The reasons for concern over this change are that breast cancer causes more than 40,000 deaths in the United States annually, and in women 40–50 years of age screening mammograms have reduced the mortality 15% and have saved 30 life years/1000. Although death caused by breast cancer is less common in those younger than 50, it is more profound because of life and family considerations.
The American Cancer Society (ACS) did not agree with the recommendation of the USPSTF to reduce screening mammograms. It is not clear whether Medicare and insurance coverage and reimbursement will be affected.
Papanicolaou “Pap” Smear
During that same period, ACOG announced a change in the recommendation for initiating the Papanicolaou “Pap” smears from a time 3 years after the onset of sexual activity in women to no earlier than age 21. 3 In addition, it was recommended that the frequency of the Pap smear be changed from annually to every 2 to 3 years depending on a number of factors. The reasons given for the change were the infrequency of cancer of the cervix in the age group 16–19 as well as the need for follow up laboratory examinations and operative procedures for false-positive smears. Once again, cost reduction was not agreed to as a major reason for the recommendation for change.

→ Records
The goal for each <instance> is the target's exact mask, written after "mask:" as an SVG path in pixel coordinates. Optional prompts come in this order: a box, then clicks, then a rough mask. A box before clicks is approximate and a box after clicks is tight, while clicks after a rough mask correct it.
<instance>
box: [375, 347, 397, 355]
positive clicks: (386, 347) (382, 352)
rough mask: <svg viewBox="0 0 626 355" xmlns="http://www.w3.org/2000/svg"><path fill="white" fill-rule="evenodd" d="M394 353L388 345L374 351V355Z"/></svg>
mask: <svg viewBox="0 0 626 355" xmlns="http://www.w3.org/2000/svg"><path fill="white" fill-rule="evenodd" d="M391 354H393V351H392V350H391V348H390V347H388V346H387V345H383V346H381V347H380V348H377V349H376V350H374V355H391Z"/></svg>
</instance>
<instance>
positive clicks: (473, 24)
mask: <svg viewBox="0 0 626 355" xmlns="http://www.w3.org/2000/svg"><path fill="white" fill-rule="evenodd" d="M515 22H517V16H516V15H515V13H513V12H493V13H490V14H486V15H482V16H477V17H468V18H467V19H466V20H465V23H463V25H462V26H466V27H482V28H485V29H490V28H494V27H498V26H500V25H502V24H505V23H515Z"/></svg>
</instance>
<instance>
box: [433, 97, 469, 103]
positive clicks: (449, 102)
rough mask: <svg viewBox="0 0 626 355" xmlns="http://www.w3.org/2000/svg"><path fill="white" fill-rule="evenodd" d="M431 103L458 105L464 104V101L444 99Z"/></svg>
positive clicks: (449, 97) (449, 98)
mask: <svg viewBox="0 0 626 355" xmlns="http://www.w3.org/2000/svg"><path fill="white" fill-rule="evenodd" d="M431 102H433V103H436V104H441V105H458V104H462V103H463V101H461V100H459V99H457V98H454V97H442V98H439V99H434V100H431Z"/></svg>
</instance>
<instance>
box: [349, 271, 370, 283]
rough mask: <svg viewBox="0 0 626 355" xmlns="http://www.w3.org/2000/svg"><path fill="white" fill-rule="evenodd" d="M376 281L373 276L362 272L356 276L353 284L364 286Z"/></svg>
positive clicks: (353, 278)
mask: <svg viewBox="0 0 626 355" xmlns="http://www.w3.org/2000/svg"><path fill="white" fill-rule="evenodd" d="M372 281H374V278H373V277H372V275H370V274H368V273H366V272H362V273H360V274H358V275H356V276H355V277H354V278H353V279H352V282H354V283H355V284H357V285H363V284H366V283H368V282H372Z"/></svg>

→ Activities
• 1. Reproduce the stretch of the passage on cancer screening from "The reasons for" through "and family considerations.".
• 2. Translate this sentence from the passage on cancer screening into Spanish: "The American Cancer Society (ACS) did not agree with the recommendation of the USPSTF to reduce screening mammograms."

→ Answers for the tasks
• 1.
The reasons for concern over this change are that breast cancer causes more than 40,000 deaths in the United States annually, and in women 40–50 years of age screening mammograms have reduced the mortality 15% and have saved 30 life years/1000. Although death caused by breast cancer is less common in those younger than 50, it is more profound because of life and family considerations.

• 2. La Sociedad Americana contra el Cáncer (ACS) no estuvo de acuerdo con la recomendación del USPSTF de reducir las mamografías de detección.